Exercise description
Keeping each line intact, print the whole listing.

Records for this exercise
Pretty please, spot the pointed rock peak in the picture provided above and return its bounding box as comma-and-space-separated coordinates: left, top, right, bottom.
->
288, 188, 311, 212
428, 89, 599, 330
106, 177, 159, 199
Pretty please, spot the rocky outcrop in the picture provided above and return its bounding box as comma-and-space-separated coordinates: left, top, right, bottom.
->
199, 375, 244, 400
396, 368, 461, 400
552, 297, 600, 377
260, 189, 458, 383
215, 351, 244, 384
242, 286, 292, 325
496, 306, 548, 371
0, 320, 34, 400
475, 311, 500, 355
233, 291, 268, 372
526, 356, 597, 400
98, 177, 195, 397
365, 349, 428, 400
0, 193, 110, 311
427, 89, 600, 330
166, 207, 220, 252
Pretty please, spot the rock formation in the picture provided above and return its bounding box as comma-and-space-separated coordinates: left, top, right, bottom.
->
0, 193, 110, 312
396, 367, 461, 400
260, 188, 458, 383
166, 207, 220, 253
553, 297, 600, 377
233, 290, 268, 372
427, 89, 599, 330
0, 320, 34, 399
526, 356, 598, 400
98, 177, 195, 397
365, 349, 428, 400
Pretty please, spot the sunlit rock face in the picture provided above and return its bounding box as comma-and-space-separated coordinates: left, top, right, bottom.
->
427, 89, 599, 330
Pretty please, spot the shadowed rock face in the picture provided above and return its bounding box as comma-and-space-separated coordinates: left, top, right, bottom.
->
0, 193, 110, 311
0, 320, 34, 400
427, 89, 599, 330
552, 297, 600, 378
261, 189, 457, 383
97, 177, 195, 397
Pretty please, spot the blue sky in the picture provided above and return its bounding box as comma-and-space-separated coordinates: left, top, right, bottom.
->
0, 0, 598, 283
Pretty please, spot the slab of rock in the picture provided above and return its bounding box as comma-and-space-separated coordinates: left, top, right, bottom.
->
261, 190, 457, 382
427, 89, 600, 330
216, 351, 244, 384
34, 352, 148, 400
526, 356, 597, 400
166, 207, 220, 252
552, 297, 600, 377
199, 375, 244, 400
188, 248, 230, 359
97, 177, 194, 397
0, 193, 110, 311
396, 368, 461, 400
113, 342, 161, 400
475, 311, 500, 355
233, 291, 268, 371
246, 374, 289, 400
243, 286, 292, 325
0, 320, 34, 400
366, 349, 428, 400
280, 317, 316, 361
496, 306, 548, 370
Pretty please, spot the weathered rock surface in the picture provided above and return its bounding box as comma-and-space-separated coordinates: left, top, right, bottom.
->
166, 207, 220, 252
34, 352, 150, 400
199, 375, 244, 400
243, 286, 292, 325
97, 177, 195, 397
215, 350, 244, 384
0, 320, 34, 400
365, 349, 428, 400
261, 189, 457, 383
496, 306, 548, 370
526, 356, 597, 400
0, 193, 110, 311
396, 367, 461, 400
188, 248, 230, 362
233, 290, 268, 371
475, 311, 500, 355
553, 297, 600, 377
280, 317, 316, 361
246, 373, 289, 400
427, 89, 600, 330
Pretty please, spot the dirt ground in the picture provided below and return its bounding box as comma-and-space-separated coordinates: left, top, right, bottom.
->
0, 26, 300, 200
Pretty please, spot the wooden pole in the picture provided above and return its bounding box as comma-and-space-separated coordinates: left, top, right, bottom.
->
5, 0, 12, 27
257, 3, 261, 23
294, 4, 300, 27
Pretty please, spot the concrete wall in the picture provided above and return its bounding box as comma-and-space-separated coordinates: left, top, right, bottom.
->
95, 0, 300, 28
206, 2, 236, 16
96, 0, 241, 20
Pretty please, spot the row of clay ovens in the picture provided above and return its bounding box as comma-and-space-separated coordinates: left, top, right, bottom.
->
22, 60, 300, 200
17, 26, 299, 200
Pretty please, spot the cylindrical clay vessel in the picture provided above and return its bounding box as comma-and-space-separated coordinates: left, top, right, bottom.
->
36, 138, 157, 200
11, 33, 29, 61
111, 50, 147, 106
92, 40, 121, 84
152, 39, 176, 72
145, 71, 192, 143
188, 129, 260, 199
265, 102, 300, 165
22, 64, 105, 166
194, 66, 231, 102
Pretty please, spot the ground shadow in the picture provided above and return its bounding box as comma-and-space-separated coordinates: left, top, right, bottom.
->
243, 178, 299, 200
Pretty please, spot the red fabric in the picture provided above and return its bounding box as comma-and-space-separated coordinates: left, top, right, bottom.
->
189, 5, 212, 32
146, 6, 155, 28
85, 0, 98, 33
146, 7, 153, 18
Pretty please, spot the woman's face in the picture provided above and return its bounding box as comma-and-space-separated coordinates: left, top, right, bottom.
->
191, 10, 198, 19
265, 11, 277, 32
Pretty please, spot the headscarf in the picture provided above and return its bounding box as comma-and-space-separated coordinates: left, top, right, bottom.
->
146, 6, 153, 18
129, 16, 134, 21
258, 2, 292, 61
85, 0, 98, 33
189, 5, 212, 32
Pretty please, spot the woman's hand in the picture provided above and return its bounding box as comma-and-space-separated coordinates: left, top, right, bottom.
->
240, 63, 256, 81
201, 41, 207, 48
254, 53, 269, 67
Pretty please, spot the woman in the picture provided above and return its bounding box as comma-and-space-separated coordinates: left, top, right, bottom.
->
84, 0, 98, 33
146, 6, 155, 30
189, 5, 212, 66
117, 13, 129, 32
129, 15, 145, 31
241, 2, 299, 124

Task response
Pretty please, spot the pointed rock peak in the picture provided above and return its bounding box as comma-and-space-separated coordinates: left, top, right, bottom.
->
288, 188, 311, 212
428, 89, 599, 330
106, 177, 159, 199
Pretty please, spot the rocky outcrop in the picture provided above and return its bounding box as comma-and-space-separated coordinates: left, top, right, bottom.
->
199, 375, 244, 400
396, 368, 461, 400
552, 297, 600, 377
260, 189, 458, 383
215, 351, 244, 384
242, 286, 292, 325
496, 306, 548, 371
0, 320, 34, 400
475, 311, 500, 355
233, 291, 268, 372
526, 356, 597, 400
98, 177, 195, 397
365, 349, 428, 400
0, 193, 110, 311
427, 89, 600, 330
166, 207, 220, 252
Pretty please, spot the rock formation in the picture provided above and return its bounding box as comma-and-space-separated coordinates: left, top, right, bottom.
->
0, 193, 110, 312
396, 367, 461, 400
260, 188, 458, 383
166, 207, 220, 253
553, 297, 600, 377
233, 290, 268, 372
427, 89, 599, 330
0, 320, 34, 399
526, 356, 598, 400
98, 177, 195, 397
365, 349, 428, 400
Pretty please, spot the sunlit rock face in the picture provided above and return its bounding box as comma-and-space-separated coordinates: left, top, right, bottom.
->
427, 89, 599, 330
Pretty please, spot the shadowed rock face in the picture provided above and return its bounding box as comma-and-space-separated coordinates: left, top, right, bottom.
->
0, 193, 110, 311
0, 320, 34, 400
427, 89, 599, 330
552, 297, 600, 378
261, 189, 457, 383
97, 177, 195, 397
Pretty please, spot the blue sky in the picture provided above and return its bounding box as comma-and-space-separated coordinates: left, top, right, bottom.
->
0, 0, 598, 283
Pretty please, spot the slab of rock in the picture provided above and return its bounding box as comma-and-space-separated coordinates: left, top, right, bottom.
->
261, 190, 457, 382
427, 89, 600, 330
216, 351, 244, 384
34, 352, 148, 400
526, 356, 597, 400
166, 207, 220, 252
552, 297, 600, 377
199, 375, 244, 400
188, 248, 230, 359
97, 177, 194, 397
0, 193, 110, 311
396, 368, 461, 400
113, 342, 161, 400
475, 311, 500, 355
233, 291, 268, 371
246, 374, 289, 400
243, 286, 292, 325
0, 320, 34, 400
366, 349, 428, 400
280, 317, 316, 361
496, 306, 548, 370
Pretty please, spot the weathered rock surface in the picture provided above and return its bounding box as comma-and-space-separated coordinates: left, top, right, bottom.
->
166, 207, 220, 252
34, 352, 150, 400
199, 375, 244, 400
243, 286, 292, 325
97, 177, 195, 397
215, 350, 244, 384
0, 320, 34, 400
365, 349, 428, 400
261, 189, 457, 383
496, 306, 548, 370
526, 356, 597, 400
0, 193, 110, 311
396, 367, 461, 400
188, 248, 230, 362
233, 290, 268, 371
475, 311, 500, 355
553, 297, 600, 377
280, 317, 316, 361
246, 373, 289, 400
427, 89, 600, 330
Pretty please, spot the dirt ground in the picture provided below and return its bounding box as comma-and-space-separated coordinates: left, top, right, bottom.
->
0, 26, 300, 200
Pretty please, spot the wooden pole in the picture provided above and return its bounding box as comma-and-space-separated coordinates: left, top, right, bottom.
->
5, 0, 12, 27
257, 3, 261, 23
294, 4, 300, 27
Pretty please, spot the concrete wall in the picture provided above and return its bounding box as comma-and-space-separated coordinates: left, top, right, bottom.
->
95, 0, 300, 28
206, 2, 236, 16
96, 0, 241, 20
Pretty please, spot the row of clay ovens in the picture provided above and return its bounding box as comma-and-space-separated coordinates: left, top, right, bottom.
->
22, 60, 300, 200
17, 26, 299, 200
Pretty please, spot the cylindrical clay vessel in the picture provided above and return its bounding box as comma-and-space-separated coordinates: left, top, right, bottom.
->
36, 138, 157, 200
11, 33, 29, 61
111, 50, 147, 106
92, 40, 121, 84
152, 39, 176, 72
145, 71, 192, 143
188, 129, 260, 199
265, 102, 300, 165
22, 64, 105, 166
194, 66, 231, 102
Pretty please, spot the ground shadow in the picture provided above and return its bounding box as comma-and-space-separated coordinates: left, top, right, bottom.
->
243, 178, 299, 200
Pretty please, spot the red fabric in the picture provided above and return its bounding box as comma-and-space-separated coordinates: left, top, right, bottom.
->
189, 5, 212, 32
146, 6, 155, 28
85, 0, 98, 33
146, 7, 153, 18
Pretty please, spot the woman's face in the picture provided above and return its bounding box as comma-and-space-separated coordinates: left, top, right, bottom.
->
191, 10, 198, 19
265, 11, 277, 32
Pretty please, spot the headscarf in the picture provided above and return its bounding box as comma-and-space-separated coordinates: left, top, right, bottom.
->
146, 6, 153, 18
129, 16, 134, 21
258, 2, 292, 61
85, 0, 98, 33
189, 5, 212, 32
Pretty please, spot the woman's hand in the picture provided above and return its bounding box as comma-and-space-separated coordinates: left, top, right, bottom.
->
240, 63, 256, 81
201, 41, 207, 48
254, 53, 269, 67
Pretty please, spot the woman in the picture provided above and return its bounding box as comma-and-space-separated coordinates: left, top, right, bottom.
->
84, 0, 98, 33
146, 6, 155, 30
189, 5, 212, 66
117, 13, 129, 32
129, 15, 145, 31
241, 2, 299, 124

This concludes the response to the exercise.